DIRECTIONS FOR THIS TASK:
Your task is to give the data again, exactly, with every line intact.

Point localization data

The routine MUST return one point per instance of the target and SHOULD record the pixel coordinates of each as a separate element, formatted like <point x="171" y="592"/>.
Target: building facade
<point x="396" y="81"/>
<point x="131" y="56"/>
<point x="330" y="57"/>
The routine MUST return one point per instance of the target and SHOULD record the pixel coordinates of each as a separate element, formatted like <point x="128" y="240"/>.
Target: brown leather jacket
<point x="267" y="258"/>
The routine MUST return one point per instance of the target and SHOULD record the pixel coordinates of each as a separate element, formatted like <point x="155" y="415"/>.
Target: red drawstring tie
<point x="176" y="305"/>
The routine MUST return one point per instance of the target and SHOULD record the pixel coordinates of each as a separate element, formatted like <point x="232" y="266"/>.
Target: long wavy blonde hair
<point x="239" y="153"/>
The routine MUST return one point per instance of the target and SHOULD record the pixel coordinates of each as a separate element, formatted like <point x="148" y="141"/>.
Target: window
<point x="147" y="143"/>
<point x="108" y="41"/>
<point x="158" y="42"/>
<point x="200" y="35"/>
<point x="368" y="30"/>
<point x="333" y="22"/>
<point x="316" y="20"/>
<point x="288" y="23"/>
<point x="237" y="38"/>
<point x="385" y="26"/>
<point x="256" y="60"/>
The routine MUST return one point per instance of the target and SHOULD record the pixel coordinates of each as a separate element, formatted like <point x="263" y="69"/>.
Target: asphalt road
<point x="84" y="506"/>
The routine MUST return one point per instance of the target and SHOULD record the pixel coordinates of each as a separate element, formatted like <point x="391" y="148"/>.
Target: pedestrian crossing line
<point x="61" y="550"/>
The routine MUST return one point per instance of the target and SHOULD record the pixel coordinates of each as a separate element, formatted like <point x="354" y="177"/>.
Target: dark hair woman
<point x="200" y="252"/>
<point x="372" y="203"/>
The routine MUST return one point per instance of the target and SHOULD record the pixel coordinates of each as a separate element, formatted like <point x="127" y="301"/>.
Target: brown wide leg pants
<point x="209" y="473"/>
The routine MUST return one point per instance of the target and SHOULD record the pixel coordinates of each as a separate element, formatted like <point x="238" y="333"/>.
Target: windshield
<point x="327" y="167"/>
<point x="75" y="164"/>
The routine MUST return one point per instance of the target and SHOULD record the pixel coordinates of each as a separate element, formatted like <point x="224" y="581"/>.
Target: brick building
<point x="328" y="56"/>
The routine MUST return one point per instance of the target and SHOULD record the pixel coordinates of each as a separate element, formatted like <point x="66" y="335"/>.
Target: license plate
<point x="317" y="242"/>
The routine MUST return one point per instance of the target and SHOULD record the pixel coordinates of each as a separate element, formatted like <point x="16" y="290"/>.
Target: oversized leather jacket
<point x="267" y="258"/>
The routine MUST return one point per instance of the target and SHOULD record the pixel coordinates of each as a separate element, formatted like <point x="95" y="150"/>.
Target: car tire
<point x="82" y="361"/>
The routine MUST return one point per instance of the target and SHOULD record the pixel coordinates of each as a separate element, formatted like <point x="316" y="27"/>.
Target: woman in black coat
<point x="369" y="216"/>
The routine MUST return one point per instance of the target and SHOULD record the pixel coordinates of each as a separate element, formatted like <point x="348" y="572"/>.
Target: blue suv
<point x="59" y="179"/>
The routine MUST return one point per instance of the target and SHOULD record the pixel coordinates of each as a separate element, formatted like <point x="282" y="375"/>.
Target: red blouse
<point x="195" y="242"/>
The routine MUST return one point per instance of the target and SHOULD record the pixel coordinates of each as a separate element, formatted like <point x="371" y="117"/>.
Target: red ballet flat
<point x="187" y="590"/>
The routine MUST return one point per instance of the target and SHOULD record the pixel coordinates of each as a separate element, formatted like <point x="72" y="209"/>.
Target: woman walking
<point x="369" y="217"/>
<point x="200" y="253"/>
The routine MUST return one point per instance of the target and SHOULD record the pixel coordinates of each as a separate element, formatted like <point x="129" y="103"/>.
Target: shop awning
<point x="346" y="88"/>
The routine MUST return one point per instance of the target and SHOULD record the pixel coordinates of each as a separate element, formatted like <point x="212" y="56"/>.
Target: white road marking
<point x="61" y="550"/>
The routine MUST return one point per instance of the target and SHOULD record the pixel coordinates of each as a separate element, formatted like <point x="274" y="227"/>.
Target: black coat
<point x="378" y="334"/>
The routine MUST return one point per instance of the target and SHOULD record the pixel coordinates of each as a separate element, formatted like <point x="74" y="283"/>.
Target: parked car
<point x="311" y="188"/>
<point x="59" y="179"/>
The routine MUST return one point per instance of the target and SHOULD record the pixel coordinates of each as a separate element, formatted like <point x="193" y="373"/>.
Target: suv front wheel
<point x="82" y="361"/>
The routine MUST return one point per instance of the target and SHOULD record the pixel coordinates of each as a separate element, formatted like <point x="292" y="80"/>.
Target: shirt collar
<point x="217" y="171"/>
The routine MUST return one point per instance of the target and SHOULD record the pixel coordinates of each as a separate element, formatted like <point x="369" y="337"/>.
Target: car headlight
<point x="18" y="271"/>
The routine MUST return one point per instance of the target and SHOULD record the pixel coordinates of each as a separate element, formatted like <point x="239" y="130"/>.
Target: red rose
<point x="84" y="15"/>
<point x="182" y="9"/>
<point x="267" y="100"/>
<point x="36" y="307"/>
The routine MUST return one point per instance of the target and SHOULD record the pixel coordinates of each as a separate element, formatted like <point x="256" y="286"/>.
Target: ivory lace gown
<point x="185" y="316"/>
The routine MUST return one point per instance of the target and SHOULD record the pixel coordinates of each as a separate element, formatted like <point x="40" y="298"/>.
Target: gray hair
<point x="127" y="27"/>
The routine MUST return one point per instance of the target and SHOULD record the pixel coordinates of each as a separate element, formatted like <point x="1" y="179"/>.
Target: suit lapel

OUTPUT BELOW:
The routine MUST return one point per instance of the target and SHOULD record the pixel coordinates of each as a separate element, formatted like <point x="171" y="592"/>.
Target: building facade
<point x="396" y="81"/>
<point x="131" y="56"/>
<point x="330" y="57"/>
The routine MUST return one point per instance of the target and SHOULD record the pixel coordinates of each as a separate element, formatted like <point x="128" y="240"/>.
Target: brown leather jacket
<point x="267" y="258"/>
The routine MUST return one point per instance of the target and SHOULD record the pixel coordinates of each as a separate element, formatted like <point x="155" y="415"/>.
Target: red drawstring tie
<point x="176" y="305"/>
The routine MUST return one point per instance of the target and SHOULD record the pixel coordinates of each as a separate element, formatted like <point x="232" y="266"/>.
Target: long wavy blonde hair
<point x="239" y="153"/>
The routine MUST return one point per instance of the target and SHOULD record the pixel coordinates of each as a separate element, formatted like <point x="148" y="141"/>.
Target: window
<point x="147" y="143"/>
<point x="108" y="41"/>
<point x="158" y="42"/>
<point x="200" y="35"/>
<point x="368" y="30"/>
<point x="333" y="22"/>
<point x="316" y="20"/>
<point x="288" y="23"/>
<point x="237" y="38"/>
<point x="385" y="26"/>
<point x="256" y="60"/>
The routine MUST return one point per instance of the target and SHOULD record the pixel coordinates of each as a separate element, formatted like <point x="263" y="69"/>.
Target: asphalt road
<point x="84" y="506"/>
The routine MUST return one point per instance of the target and SHOULD record the pixel coordinates of each as a separate element, formatted like <point x="391" y="148"/>.
Target: pedestrian crossing line
<point x="61" y="550"/>
The routine MUST return one point per instance of the target and SHOULD record the pixel coordinates of each as a separate element, formatted like <point x="354" y="177"/>.
Target: dark hair woman
<point x="200" y="252"/>
<point x="372" y="203"/>
The routine MUST return one point per instance of the target and SHOULD record the pixel coordinates of each as a separate element, formatted like <point x="127" y="301"/>.
Target: brown wide leg pants
<point x="209" y="473"/>
The routine MUST return one point per instance of the target and SHOULD record the pixel coordinates of each as a separate element, formatted like <point x="238" y="333"/>.
Target: windshield
<point x="327" y="167"/>
<point x="75" y="164"/>
The routine MUST return one point per instance of the target and SHOULD record the pixel coordinates of each as a separate element, formatted like <point x="224" y="581"/>.
Target: brick building
<point x="328" y="56"/>
The routine MUST return one point per instance of the target and SHOULD record the pixel coordinates of each as a separate element, formatted like <point x="66" y="335"/>.
Target: license plate
<point x="317" y="242"/>
The routine MUST return one point per instance of the target and SHOULD record the pixel coordinates of each as a separate element, formatted like <point x="16" y="290"/>.
Target: oversized leather jacket
<point x="267" y="258"/>
The routine MUST return one point per instance of the target and SHOULD record the pixel coordinates of each as a separate element, formatted like <point x="95" y="150"/>.
Target: car tire
<point x="82" y="361"/>
The routine MUST return one point per instance of the target and SHOULD record the pixel coordinates of each as a separate element, formatted like <point x="316" y="27"/>.
Target: woman in black coat
<point x="369" y="216"/>
The routine MUST return one point per instance of the target and SHOULD record the pixel coordinates of each as a separate element, formatted like <point x="348" y="572"/>.
Target: blue suv
<point x="59" y="179"/>
The routine MUST return one point per instance of the target and SHOULD record the pixel coordinates of each as a separate element, formatted like <point x="282" y="375"/>.
Target: red blouse
<point x="195" y="242"/>
The routine MUST return one point per instance of the target and SHOULD record the pixel coordinates of each as a separate element, formatted like <point x="371" y="117"/>.
Target: red ballet flat
<point x="187" y="590"/>
The routine MUST return one point per instance of the target and SHOULD record the pixel coordinates of each as a separate element, formatted like <point x="72" y="209"/>.
Target: woman walking
<point x="369" y="217"/>
<point x="200" y="253"/>
The routine MUST return one point per instance of the target and SHOULD record the pixel coordinates of each as a separate element, formatted like <point x="129" y="103"/>.
Target: shop awning
<point x="346" y="88"/>
The routine MUST return one point per instance of the target and SHOULD record the pixel coordinates of each as a separate element, formatted like <point x="212" y="56"/>.
Target: white road marking
<point x="61" y="550"/>
The routine MUST return one point per instance of the target and SHOULD record the pixel coordinates of each as a separate element, formatted like <point x="274" y="227"/>.
Target: black coat
<point x="378" y="334"/>
The routine MUST return one point per instance of the target and SHOULD record the pixel coordinates of each as a separate element, formatted like <point x="74" y="283"/>.
Target: parked car
<point x="311" y="188"/>
<point x="59" y="179"/>
The routine MUST return one point per instance of the target and SHOULD record the pixel coordinates of each as a separate element, formatted like <point x="193" y="373"/>.
Target: suv front wheel
<point x="82" y="361"/>
The routine MUST return one point per instance of the target and SHOULD record the pixel coordinates of each as a separate element, formatted like <point x="292" y="80"/>.
Target: shirt collar
<point x="217" y="171"/>
The routine MUST return one point per instance of the target and SHOULD record the pixel coordinates of each as a separate element, formatted like <point x="369" y="337"/>.
Target: car headlight
<point x="18" y="271"/>
The routine MUST return one point per instance of the target and SHOULD record the pixel coordinates of each as a separate element, formatted like <point x="239" y="130"/>.
Target: red rose
<point x="84" y="15"/>
<point x="182" y="9"/>
<point x="267" y="100"/>
<point x="36" y="307"/>
The routine MUST return one point per instance of the target and SHOULD record the pixel coordinates of each as a separate element, formatted like <point x="256" y="286"/>.
Target: ivory lace gown
<point x="185" y="316"/>
The routine MUST return one point per instance of the target and SHOULD record the pixel coordinates of each as a separate element, formatted like <point x="40" y="298"/>.
Target: gray hair
<point x="127" y="27"/>
The routine MUST return one point per instance of the target and SHOULD record the pixel coordinates of each as a separate element, formatted like <point x="1" y="179"/>.
Target: suit lapel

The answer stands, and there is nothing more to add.